# [EXTRACTED ENTRIES]

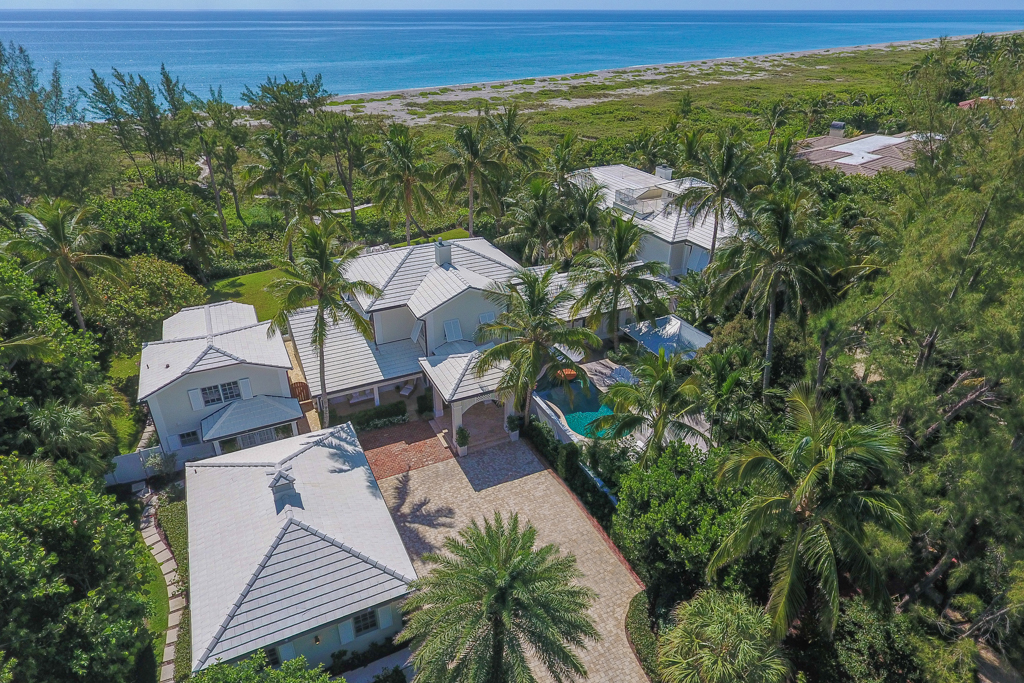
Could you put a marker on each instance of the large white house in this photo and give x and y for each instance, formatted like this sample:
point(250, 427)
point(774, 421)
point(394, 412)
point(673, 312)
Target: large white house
point(292, 551)
point(677, 238)
point(217, 382)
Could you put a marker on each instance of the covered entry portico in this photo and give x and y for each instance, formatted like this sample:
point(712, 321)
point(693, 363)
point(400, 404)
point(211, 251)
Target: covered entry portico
point(458, 388)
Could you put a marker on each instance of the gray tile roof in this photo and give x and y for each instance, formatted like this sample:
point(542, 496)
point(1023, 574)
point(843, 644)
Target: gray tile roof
point(268, 563)
point(671, 333)
point(400, 272)
point(350, 360)
point(166, 360)
point(244, 416)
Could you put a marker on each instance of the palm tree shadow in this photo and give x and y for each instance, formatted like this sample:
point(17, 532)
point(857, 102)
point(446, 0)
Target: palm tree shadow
point(415, 518)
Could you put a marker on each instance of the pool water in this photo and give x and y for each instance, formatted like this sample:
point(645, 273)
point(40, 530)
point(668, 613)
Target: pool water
point(579, 412)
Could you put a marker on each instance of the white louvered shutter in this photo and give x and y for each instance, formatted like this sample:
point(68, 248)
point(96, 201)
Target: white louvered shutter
point(384, 616)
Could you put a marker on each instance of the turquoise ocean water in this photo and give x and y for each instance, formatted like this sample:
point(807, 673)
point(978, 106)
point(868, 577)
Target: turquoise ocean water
point(378, 50)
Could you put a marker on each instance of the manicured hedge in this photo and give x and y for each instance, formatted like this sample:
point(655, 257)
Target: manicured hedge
point(565, 459)
point(363, 418)
point(641, 637)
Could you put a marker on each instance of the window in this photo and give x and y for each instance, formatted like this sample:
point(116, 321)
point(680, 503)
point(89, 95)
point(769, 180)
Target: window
point(188, 438)
point(365, 622)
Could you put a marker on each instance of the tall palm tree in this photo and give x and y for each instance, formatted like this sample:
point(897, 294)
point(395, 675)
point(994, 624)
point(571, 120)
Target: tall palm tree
point(535, 218)
point(721, 637)
point(57, 239)
point(200, 241)
point(654, 406)
point(530, 336)
point(612, 279)
point(781, 247)
point(493, 599)
point(815, 495)
point(399, 176)
point(472, 159)
point(316, 278)
point(510, 137)
point(723, 167)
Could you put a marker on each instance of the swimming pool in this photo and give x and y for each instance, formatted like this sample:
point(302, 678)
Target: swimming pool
point(579, 409)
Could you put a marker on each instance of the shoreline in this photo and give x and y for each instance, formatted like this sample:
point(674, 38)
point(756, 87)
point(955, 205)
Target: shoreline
point(401, 103)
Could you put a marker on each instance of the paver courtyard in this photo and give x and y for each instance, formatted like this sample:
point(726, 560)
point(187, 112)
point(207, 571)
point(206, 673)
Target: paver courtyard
point(433, 502)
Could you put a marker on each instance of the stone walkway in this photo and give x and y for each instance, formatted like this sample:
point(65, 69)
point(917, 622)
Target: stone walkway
point(158, 546)
point(433, 502)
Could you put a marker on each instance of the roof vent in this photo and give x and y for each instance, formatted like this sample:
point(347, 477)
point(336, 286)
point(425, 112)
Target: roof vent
point(442, 253)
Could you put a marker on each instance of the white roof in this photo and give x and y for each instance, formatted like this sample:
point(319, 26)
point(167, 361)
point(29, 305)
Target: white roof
point(166, 360)
point(665, 221)
point(402, 273)
point(266, 562)
point(209, 319)
point(350, 360)
point(455, 376)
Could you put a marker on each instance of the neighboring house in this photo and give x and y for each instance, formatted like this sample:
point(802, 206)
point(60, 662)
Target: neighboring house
point(292, 551)
point(217, 382)
point(677, 238)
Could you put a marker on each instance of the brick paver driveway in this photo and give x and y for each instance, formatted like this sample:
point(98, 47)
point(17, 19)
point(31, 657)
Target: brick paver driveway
point(433, 502)
point(401, 447)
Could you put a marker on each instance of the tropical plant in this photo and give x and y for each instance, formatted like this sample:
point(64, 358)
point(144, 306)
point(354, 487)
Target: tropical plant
point(723, 168)
point(316, 278)
point(721, 637)
point(656, 407)
point(57, 240)
point(491, 600)
point(473, 158)
point(815, 494)
point(531, 338)
point(399, 176)
point(781, 249)
point(612, 279)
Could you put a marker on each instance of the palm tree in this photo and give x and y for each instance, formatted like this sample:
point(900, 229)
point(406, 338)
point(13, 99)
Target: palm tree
point(492, 600)
point(198, 230)
point(535, 217)
point(721, 637)
point(611, 279)
point(653, 406)
point(781, 247)
point(473, 158)
point(398, 175)
point(815, 495)
point(723, 169)
point(531, 338)
point(509, 137)
point(317, 278)
point(57, 240)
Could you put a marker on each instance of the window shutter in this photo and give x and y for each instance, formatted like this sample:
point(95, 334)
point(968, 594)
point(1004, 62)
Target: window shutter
point(345, 632)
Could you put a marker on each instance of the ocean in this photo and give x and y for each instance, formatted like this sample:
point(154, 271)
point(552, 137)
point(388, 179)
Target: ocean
point(386, 50)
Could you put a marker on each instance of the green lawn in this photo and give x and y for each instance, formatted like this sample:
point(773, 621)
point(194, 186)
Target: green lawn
point(248, 289)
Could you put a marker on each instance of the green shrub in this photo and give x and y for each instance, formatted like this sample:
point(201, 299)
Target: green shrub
point(641, 636)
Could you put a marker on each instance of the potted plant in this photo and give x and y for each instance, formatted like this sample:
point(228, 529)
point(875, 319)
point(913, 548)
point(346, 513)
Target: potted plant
point(462, 440)
point(512, 427)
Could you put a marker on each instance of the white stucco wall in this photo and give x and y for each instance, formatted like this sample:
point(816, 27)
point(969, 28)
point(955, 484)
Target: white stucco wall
point(173, 415)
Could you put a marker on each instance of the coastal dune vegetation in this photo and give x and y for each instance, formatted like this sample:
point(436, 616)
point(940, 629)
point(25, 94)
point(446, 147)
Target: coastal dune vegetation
point(856, 513)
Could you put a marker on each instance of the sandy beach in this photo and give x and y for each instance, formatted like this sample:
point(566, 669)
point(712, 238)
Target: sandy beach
point(420, 104)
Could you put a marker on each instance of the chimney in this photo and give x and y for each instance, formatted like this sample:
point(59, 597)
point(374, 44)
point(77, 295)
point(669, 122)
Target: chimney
point(442, 253)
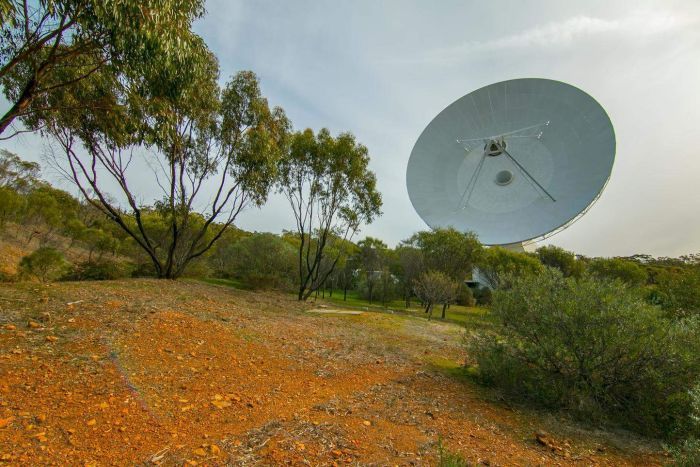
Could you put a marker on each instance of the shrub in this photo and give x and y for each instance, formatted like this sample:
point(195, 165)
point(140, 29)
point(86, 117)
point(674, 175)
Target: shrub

# [SET PROBLEM]
Starting at the line containing "the white louvered" and ending at the line containing "point(579, 409)", write those lines out again with every "marker" swapped for "pin" and nothing else changed.

# [OUTPUT BELOW]
Could you put a pin on each instance of the white louvered shutter in this photo and give x and y for each instance, formatted like this sample:
point(68, 248)
point(96, 201)
Target: white louvered shutter
point(384, 616)
Could you put a pin on each instance of the turquoise ocean water in this photo and give x and y for each instance, formatted like this sample:
point(807, 673)
point(978, 106)
point(868, 577)
Target: turquoise ocean water
point(378, 50)
Could you put a pin on each instance of the manicured hedge in this photo and give x and y for each instance, formatted like this sample:
point(655, 257)
Target: manicured hedge
point(565, 459)
point(363, 418)
point(641, 637)
Could you put a pin on each instance of the window in this photo and give x and y for each instance, formatted like this sample:
point(116, 321)
point(680, 503)
point(89, 95)
point(769, 180)
Target: window
point(188, 438)
point(365, 622)
Could you put a pin on each instance of the tall palm tree in this photo and give x and y for each instance, formatted like this sample:
point(897, 294)
point(395, 675)
point(994, 624)
point(571, 120)
Target: tall palm tree
point(535, 218)
point(721, 637)
point(57, 239)
point(200, 241)
point(654, 406)
point(530, 336)
point(612, 279)
point(781, 247)
point(493, 599)
point(815, 495)
point(399, 176)
point(472, 159)
point(316, 278)
point(510, 137)
point(723, 167)
Could you put a pin on each instance of the swimming pool in this photo and give x and y for each instance, formatted like this sample:
point(302, 678)
Target: swimming pool
point(579, 409)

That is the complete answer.